## begin TEXT SHOWN

Who gives a flying fox?

| December 23, 2019

Canoeing on the lower reaches of Melbourne’s Yarra River is a rewarding way to spend a fine December afternoon. It wasn’t the first time I had been on the river but 50 years before I hadn’t seen it in quite the same way. But times have changed and so has the way things are done, or seen to be done, outcomes notwithstanding.

It’s refreshing and pleasantly surprising to see Kingfishers, Darters, Night Herons, Cormorants and Ducks in what appearances might suggest is a ‘wild’ setting. Magnificent River Red Gum trees line the banks and other remnant native vegetation completes the idyllic scene. My canoeing companion remarked that it reminded him of the ‘mighty Murray’.

A little way upstream from Studley Park boathouse, there are signs asking visitors to “pass quietly” through a fruit bat (Flying Fox) colony’s roosting area which extends for almost a kilometre along both banks of the river. The din created by these creatures makes you wonder how much noise it would take to disturb them.

All sorts of methods to move them on have been tried elsewhere, usually without success, where the bats have caused nuisance, economic loss and risks to human health. Perhaps the signs were intended to be read by the Fruit Bats.

As John Passmore observed in “The Limits of Government”, to be seen to be doing something is the primary concern of governments, especially when they have no idea what to do. To placate the demands of perceived public opinion requires imagination. Far better to relocate the problem than to concede that we have released ecological forces here, as elsewhere, that we cannot control.

The ‘out of sight, out of mind’ approach worked so well for liquid and solid wastes, why not stay with it by creating a kind of isolated ‘ghetto’ to be occupied by inconvenient ‘ecological refugees’ like Fruit Bats. Isolating these animals is like relocating humans and pretending that will eliminate poverty.

## end TEXT SHOWN

In the piece on canoeing the Yarra River, how far does the fruit bat colony's roosting area extend?

## begin INFORMATION SUPPLIED

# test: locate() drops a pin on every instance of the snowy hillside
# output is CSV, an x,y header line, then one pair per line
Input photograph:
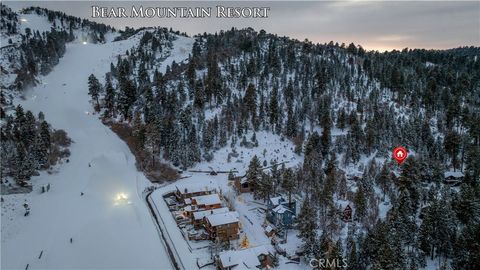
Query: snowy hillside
x,y
294,139
109,225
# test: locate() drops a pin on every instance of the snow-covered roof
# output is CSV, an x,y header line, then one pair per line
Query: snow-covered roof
x,y
223,218
454,174
191,189
202,214
276,200
281,209
244,258
207,199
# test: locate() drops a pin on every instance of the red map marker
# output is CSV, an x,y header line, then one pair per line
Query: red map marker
x,y
400,154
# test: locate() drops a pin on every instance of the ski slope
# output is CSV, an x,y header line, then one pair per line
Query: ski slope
x,y
110,225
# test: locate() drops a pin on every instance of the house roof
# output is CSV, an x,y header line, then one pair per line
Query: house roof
x,y
453,174
201,214
276,200
243,258
192,189
223,218
207,199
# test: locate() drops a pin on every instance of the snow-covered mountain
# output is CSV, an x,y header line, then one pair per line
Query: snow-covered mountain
x,y
312,122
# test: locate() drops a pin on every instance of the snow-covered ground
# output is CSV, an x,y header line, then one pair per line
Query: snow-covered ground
x,y
110,225
251,212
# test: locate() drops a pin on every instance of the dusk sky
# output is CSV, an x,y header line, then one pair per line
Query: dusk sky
x,y
378,25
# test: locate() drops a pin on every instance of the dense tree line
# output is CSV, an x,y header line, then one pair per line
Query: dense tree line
x,y
29,144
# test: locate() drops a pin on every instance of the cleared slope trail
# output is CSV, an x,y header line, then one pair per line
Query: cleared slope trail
x,y
107,233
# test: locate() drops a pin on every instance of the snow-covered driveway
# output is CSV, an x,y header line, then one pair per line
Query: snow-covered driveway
x,y
106,232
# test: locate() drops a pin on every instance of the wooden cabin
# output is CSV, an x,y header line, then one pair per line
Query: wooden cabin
x,y
186,193
242,185
198,217
223,226
202,203
280,213
259,257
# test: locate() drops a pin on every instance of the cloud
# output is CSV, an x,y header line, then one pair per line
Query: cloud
x,y
373,24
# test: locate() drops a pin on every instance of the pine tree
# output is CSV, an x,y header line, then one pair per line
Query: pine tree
x,y
253,174
94,89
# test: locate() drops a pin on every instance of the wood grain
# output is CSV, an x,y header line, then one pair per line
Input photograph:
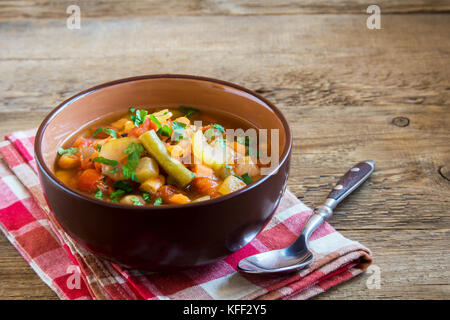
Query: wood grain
x,y
38,9
350,94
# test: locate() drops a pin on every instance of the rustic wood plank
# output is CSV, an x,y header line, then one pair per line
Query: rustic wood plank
x,y
340,85
38,9
310,60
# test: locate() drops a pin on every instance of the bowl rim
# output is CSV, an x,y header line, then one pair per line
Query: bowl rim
x,y
43,168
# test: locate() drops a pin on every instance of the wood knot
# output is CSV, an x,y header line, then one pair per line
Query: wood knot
x,y
444,172
400,121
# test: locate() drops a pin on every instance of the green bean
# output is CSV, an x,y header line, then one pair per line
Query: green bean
x,y
172,166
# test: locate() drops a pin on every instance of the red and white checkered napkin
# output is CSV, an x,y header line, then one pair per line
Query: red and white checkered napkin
x,y
74,273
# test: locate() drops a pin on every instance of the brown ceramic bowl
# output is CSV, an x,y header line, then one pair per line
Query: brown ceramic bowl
x,y
173,236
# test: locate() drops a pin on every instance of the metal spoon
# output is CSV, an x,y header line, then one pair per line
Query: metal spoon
x,y
297,255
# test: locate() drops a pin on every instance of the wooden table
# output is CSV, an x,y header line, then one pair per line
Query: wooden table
x,y
350,94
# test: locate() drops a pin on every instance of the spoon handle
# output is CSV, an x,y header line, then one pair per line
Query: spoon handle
x,y
349,182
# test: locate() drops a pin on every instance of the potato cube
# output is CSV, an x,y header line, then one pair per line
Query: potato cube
x,y
231,184
147,168
133,200
179,198
152,185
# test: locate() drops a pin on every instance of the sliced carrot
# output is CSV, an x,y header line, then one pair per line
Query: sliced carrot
x,y
147,125
89,180
178,199
81,142
204,171
205,186
67,161
167,191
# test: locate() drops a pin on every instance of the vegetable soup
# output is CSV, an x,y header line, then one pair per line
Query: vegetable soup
x,y
151,157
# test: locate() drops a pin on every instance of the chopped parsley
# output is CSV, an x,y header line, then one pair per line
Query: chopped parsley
x,y
139,118
164,131
158,201
99,194
108,162
69,151
123,185
155,120
187,110
134,151
147,197
136,201
246,178
116,195
113,170
178,129
108,131
96,132
219,127
214,130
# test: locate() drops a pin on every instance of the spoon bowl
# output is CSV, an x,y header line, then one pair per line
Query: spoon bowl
x,y
298,255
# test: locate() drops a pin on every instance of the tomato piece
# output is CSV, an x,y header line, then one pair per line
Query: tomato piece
x,y
81,142
89,180
166,192
147,125
205,186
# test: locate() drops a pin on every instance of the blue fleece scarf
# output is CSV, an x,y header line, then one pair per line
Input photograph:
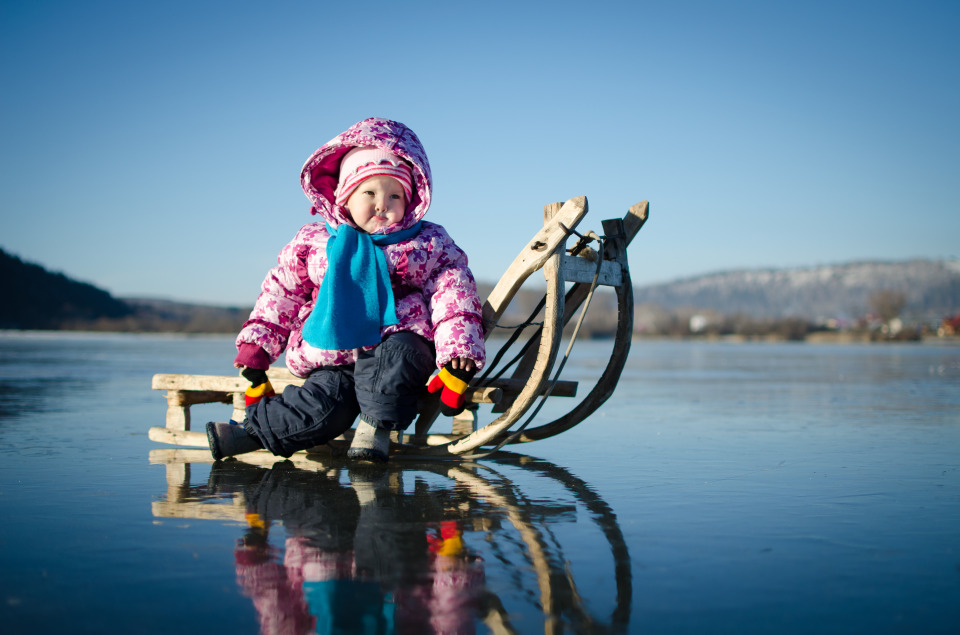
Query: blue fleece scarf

## end INFORMATION SUPPLIED

* FINISHED EXERCISE:
Almost a kilometer along both banks of the river.